AERO: An autonomous platform for continuous research
Valérie Hayot-Sasson, Abby Stevens, Nicholson Collier, Sudershan Sridhar, Kyle Conroy, J. Gregory Pauloski, Yadu Babuji, Maxime Gonthier, Nathaniel Hudson, Dante D. Sanchez-Gallegos, Ian Foster, Jonathan Ozik, Kyle Chard
TL;DR
The paper addresses gaps in data infrastructure for automated, continuous, cross-domain scientific research during health crises. It introduces AERO, an event-based automation platform that leverages a trigger-action paradigm, a distributed bring-your-own-resource compute/storage model, and Globus services (Compute, Flows, and Auth) to automate ingestion, validation, analysis, and sharing with provenance. Evaluation on a synthetic workload and two $R(t)$ estimation use cases demonstrates near-linear scalability and, on average, faster performance for Globus Flows compared to GitHub Actions, while highlighting variability from external services. The work provides open-source tooling and data references to enable reproducible, FAIR-compliant automated research across institutions, with practical impact for public health surveillance and beyond.

### TASK PROMPT
Which Globus services does AERO use, according to the AERO summary? The records have no role in this exercise.

### RECORDS SHOWN
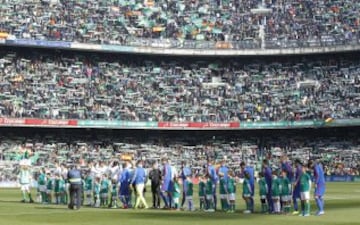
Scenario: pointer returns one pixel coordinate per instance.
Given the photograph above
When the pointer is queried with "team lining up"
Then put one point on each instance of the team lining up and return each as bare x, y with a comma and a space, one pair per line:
278, 188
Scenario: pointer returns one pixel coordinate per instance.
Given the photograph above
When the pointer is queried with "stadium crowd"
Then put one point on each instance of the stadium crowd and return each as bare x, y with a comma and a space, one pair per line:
63, 85
292, 23
340, 156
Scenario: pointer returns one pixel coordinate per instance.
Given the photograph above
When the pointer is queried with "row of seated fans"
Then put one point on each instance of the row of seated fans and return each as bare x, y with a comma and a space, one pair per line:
340, 155
136, 22
69, 85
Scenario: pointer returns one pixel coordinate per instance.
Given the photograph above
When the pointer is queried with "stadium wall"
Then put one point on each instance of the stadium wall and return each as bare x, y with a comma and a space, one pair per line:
318, 48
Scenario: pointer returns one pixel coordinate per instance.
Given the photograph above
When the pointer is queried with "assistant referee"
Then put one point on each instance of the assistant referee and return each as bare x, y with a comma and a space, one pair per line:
74, 178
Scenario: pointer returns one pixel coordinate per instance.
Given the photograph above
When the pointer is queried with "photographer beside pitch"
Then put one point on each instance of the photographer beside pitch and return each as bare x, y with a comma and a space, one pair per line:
74, 178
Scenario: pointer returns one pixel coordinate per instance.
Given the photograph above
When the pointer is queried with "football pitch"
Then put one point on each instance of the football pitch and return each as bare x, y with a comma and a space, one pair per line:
342, 206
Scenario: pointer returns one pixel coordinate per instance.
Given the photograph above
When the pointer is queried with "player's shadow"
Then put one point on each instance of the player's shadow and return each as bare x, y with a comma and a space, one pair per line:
187, 216
48, 207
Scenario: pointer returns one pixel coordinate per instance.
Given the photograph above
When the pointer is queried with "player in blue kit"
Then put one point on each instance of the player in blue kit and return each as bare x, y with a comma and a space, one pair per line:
167, 184
319, 181
124, 180
251, 173
296, 186
268, 179
211, 171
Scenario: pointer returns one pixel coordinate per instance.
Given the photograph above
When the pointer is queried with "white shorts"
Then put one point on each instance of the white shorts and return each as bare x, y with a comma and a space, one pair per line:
42, 188
231, 197
285, 198
67, 187
209, 197
305, 195
246, 195
25, 187
104, 195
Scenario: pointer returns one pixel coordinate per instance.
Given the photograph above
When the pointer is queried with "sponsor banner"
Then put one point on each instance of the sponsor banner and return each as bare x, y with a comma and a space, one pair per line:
117, 48
277, 124
41, 43
116, 124
338, 178
198, 125
37, 122
85, 46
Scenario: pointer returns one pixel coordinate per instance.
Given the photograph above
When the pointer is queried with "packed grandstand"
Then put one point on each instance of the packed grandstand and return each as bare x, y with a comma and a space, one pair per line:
65, 85
291, 23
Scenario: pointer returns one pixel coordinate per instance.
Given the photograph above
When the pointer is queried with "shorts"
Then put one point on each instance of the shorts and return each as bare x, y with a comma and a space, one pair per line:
231, 197
319, 190
42, 188
246, 195
285, 198
305, 195
25, 187
104, 195
167, 186
124, 189
223, 196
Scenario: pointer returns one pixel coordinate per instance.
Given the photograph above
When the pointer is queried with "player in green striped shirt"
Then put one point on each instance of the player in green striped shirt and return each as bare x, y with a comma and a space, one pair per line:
285, 192
223, 192
49, 187
42, 185
114, 194
209, 194
88, 188
275, 192
25, 178
263, 191
305, 186
202, 192
231, 190
57, 183
247, 192
189, 193
176, 193
104, 190
96, 192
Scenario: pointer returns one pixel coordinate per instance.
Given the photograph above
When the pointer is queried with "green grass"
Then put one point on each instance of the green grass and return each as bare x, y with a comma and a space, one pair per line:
342, 207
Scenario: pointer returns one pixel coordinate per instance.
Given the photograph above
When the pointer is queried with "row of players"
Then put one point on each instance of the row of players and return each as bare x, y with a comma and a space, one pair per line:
276, 188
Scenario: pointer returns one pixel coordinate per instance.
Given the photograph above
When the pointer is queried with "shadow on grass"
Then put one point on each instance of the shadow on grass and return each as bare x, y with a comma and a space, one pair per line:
188, 216
50, 207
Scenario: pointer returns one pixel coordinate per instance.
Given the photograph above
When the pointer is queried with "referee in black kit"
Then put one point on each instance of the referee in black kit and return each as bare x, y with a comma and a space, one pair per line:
74, 178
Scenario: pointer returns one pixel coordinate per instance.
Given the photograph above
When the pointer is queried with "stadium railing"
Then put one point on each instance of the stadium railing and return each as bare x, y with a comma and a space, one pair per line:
201, 48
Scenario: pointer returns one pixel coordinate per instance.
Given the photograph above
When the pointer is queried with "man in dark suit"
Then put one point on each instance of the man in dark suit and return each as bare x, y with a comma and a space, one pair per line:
155, 177
74, 178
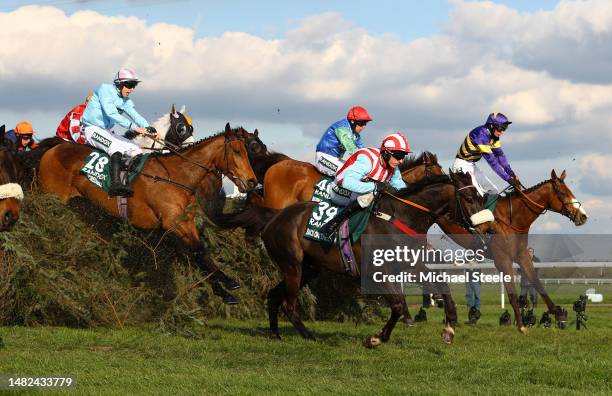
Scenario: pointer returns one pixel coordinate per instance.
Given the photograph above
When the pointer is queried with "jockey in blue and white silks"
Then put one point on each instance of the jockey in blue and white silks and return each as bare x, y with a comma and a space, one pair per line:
363, 174
483, 141
107, 107
341, 137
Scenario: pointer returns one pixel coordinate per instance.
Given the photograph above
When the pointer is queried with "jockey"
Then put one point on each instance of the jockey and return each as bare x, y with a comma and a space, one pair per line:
483, 141
342, 136
108, 106
69, 128
21, 137
365, 173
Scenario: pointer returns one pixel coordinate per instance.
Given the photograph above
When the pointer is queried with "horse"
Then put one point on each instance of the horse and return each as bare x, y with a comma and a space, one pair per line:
175, 130
300, 259
11, 192
514, 215
286, 181
164, 190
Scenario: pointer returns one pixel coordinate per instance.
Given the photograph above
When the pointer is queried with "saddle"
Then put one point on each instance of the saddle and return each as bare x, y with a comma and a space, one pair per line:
97, 169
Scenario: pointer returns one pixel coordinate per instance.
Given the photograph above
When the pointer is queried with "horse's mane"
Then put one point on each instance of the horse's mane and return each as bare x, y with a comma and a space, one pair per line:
261, 164
194, 144
412, 160
535, 187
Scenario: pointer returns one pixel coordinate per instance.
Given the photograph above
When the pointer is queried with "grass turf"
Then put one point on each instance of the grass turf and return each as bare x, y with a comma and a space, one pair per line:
236, 357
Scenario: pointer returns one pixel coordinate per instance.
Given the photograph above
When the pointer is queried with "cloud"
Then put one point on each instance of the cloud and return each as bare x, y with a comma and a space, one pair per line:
544, 69
596, 174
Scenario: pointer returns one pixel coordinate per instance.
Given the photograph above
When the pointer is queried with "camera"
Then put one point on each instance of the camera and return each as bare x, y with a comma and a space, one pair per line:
580, 304
579, 308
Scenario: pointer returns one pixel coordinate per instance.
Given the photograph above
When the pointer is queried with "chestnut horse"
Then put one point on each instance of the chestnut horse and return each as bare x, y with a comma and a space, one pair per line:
163, 192
514, 215
300, 259
10, 191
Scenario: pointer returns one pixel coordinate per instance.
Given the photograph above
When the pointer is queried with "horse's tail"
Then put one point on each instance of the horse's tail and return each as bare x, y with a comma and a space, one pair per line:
252, 218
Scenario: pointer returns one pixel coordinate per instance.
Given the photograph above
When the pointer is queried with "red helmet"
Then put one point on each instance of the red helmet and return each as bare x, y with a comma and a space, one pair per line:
395, 142
358, 113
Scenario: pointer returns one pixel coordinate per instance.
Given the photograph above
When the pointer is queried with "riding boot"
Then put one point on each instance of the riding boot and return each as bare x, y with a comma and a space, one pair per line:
118, 188
330, 227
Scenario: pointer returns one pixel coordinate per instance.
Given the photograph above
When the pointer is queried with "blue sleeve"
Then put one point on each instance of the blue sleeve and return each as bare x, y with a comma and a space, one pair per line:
107, 102
493, 161
503, 161
137, 118
396, 180
357, 171
359, 142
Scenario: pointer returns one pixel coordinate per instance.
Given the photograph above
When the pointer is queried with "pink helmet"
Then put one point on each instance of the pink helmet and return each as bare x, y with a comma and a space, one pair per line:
124, 75
358, 113
395, 142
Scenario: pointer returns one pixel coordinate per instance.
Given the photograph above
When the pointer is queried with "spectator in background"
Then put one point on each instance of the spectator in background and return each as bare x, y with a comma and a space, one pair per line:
527, 288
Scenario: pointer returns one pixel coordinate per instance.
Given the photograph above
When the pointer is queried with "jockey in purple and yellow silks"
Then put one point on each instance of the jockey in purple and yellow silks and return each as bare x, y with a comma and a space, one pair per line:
341, 137
483, 141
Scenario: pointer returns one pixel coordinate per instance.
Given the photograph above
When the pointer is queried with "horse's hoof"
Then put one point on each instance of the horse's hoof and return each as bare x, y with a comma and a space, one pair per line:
230, 300
230, 284
448, 335
372, 342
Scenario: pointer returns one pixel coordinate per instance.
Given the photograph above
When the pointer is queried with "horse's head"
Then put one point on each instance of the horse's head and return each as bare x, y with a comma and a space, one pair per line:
421, 168
10, 191
237, 166
468, 207
563, 201
255, 147
180, 129
175, 128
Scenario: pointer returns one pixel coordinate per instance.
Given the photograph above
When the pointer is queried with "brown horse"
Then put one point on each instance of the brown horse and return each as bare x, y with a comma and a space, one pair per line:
10, 191
163, 192
300, 259
514, 215
287, 181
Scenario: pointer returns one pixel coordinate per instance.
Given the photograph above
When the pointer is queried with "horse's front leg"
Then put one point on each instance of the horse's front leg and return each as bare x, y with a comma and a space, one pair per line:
529, 271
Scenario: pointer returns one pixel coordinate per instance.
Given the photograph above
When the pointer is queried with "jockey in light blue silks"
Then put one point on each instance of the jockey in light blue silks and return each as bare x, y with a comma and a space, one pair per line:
365, 173
107, 107
341, 137
483, 141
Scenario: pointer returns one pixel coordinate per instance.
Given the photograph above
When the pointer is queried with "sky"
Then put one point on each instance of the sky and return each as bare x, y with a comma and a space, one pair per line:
432, 70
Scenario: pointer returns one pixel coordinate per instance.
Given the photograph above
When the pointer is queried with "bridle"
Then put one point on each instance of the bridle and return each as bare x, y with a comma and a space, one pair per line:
560, 195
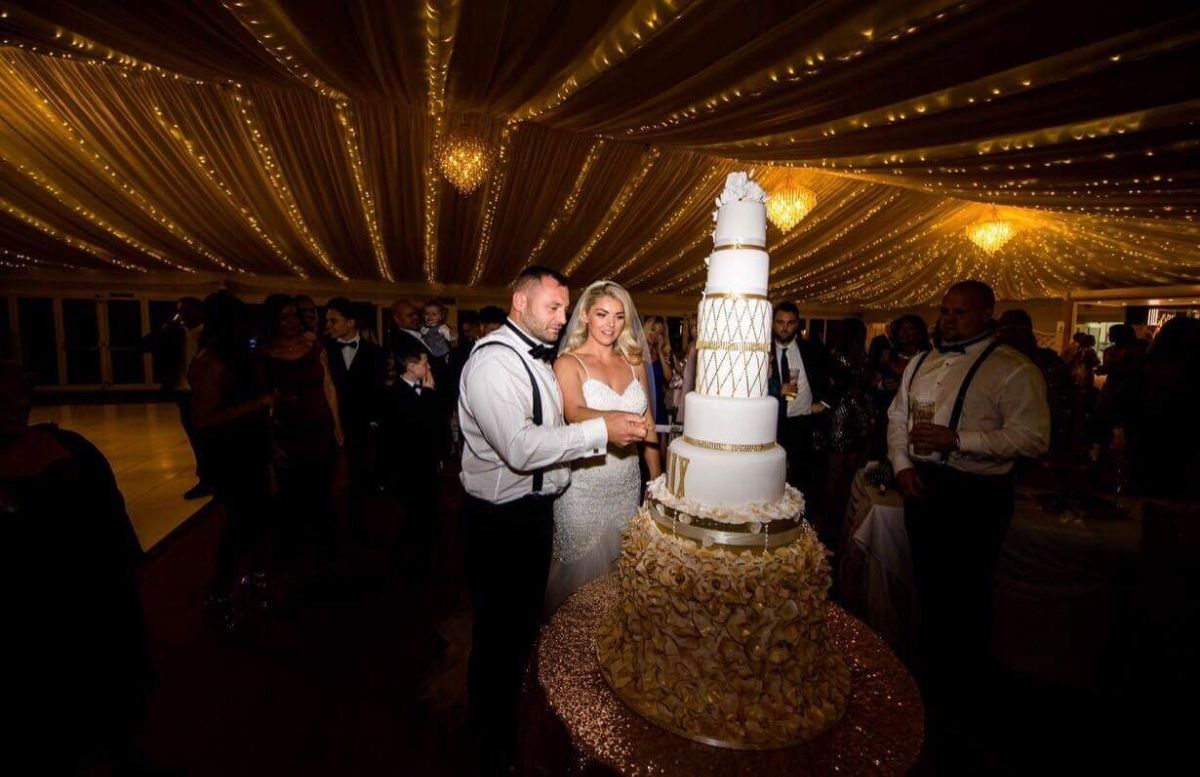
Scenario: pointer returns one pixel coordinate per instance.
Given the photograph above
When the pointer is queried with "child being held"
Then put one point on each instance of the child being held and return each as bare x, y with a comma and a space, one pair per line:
437, 336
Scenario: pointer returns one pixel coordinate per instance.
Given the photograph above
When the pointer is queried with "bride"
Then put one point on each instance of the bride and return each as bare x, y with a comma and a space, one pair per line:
600, 368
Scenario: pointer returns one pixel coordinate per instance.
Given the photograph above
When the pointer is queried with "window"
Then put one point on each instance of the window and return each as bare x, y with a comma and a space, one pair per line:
39, 344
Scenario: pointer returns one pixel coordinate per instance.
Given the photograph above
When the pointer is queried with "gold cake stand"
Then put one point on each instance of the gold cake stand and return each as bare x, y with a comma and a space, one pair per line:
880, 734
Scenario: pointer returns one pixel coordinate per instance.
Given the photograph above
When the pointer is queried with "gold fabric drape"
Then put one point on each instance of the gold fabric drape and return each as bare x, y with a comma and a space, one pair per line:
294, 138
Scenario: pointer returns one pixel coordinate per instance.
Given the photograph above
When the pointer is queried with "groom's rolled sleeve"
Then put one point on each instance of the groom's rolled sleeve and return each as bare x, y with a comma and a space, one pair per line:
501, 401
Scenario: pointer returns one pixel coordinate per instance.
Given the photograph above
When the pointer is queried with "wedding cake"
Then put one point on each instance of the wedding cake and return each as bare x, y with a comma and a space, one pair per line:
720, 634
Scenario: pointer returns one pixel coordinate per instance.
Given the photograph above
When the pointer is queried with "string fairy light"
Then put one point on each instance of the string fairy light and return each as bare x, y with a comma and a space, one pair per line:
81, 144
91, 216
256, 18
203, 163
844, 44
103, 254
441, 26
573, 199
17, 260
640, 24
366, 198
280, 187
649, 157
701, 191
495, 188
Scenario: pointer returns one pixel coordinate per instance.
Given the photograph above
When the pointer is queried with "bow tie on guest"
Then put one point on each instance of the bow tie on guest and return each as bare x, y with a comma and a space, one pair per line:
538, 350
961, 348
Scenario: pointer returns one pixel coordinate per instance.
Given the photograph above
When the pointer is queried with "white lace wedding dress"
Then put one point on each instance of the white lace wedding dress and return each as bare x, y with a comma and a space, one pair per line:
593, 511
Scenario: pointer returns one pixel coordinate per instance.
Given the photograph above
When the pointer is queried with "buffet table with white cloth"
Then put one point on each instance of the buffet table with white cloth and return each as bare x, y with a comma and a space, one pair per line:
1068, 580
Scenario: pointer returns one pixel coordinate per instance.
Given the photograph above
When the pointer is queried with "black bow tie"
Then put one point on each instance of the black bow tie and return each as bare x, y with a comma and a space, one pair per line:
538, 350
961, 348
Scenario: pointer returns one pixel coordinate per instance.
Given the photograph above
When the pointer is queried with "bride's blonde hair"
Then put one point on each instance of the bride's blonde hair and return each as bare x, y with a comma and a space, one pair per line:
628, 343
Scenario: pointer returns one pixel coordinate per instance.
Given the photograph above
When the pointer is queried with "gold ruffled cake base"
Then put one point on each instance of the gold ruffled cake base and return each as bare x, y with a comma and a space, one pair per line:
724, 645
880, 733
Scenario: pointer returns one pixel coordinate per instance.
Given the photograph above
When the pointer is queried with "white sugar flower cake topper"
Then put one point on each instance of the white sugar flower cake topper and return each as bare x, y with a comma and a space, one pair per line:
738, 187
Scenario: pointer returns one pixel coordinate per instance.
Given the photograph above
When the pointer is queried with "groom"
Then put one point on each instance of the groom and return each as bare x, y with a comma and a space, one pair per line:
513, 468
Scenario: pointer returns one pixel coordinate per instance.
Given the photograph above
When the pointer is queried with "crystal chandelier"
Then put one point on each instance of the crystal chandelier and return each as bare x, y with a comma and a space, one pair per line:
789, 205
991, 233
465, 161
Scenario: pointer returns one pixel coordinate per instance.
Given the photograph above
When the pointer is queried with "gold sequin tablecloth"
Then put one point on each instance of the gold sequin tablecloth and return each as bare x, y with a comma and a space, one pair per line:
880, 734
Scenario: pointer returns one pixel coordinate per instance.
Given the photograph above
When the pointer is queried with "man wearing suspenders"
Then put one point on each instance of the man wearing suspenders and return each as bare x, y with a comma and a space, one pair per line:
514, 464
989, 409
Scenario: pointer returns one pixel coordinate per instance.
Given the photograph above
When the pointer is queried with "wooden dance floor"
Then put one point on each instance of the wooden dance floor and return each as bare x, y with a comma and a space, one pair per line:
150, 457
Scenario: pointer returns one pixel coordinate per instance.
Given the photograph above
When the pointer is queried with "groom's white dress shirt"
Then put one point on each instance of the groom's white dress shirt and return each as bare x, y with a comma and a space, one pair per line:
503, 446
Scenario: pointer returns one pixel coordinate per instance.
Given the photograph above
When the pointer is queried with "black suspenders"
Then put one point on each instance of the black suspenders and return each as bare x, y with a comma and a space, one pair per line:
537, 404
957, 413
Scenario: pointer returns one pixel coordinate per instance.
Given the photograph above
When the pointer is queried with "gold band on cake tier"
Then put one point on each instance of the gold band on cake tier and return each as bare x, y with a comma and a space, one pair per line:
737, 536
735, 295
760, 348
731, 447
737, 246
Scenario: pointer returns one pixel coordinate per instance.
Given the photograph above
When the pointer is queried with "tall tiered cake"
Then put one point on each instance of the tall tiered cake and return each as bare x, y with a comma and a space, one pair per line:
720, 634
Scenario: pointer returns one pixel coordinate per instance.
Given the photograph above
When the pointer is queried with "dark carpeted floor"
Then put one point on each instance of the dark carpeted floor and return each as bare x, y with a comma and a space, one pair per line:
357, 673
363, 673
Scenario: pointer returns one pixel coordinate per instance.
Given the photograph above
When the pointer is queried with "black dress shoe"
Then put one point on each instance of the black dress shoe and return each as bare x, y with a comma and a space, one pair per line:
198, 492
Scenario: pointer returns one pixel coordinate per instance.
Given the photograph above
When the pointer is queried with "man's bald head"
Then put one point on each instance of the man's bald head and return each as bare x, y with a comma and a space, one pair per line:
966, 311
405, 313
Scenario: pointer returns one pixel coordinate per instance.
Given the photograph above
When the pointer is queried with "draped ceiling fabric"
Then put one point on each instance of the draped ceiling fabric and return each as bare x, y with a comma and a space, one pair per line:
295, 137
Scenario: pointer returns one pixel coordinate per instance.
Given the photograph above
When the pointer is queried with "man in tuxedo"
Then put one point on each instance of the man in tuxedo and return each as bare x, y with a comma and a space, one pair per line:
514, 464
173, 348
357, 366
803, 369
420, 444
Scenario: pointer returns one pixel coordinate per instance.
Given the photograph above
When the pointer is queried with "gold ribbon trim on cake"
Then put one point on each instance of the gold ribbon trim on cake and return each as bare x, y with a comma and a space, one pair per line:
739, 536
755, 348
731, 447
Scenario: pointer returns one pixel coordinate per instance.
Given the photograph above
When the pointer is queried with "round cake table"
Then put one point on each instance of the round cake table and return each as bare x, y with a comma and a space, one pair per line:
880, 734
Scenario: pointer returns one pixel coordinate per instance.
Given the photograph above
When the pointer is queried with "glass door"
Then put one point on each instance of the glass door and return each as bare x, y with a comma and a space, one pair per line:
81, 341
39, 339
125, 362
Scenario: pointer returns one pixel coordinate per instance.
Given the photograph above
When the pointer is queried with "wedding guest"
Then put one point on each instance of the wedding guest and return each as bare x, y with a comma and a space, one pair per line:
435, 331
660, 361
978, 405
231, 415
1121, 365
78, 670
909, 336
514, 464
1015, 330
851, 419
803, 369
306, 431
173, 347
406, 324
310, 318
420, 449
358, 369
491, 318
1165, 422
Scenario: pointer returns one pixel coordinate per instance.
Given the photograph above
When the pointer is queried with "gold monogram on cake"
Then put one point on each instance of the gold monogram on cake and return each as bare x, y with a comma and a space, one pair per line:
677, 474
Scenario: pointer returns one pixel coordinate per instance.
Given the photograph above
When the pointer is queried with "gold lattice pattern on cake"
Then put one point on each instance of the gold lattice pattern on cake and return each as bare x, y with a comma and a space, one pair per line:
735, 337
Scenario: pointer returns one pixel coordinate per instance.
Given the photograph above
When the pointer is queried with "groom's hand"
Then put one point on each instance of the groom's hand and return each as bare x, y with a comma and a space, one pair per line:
624, 428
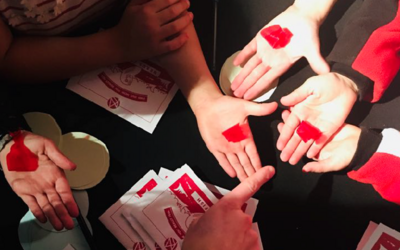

### TASK RESPONSE
Globus Compute, Flows, and Auth.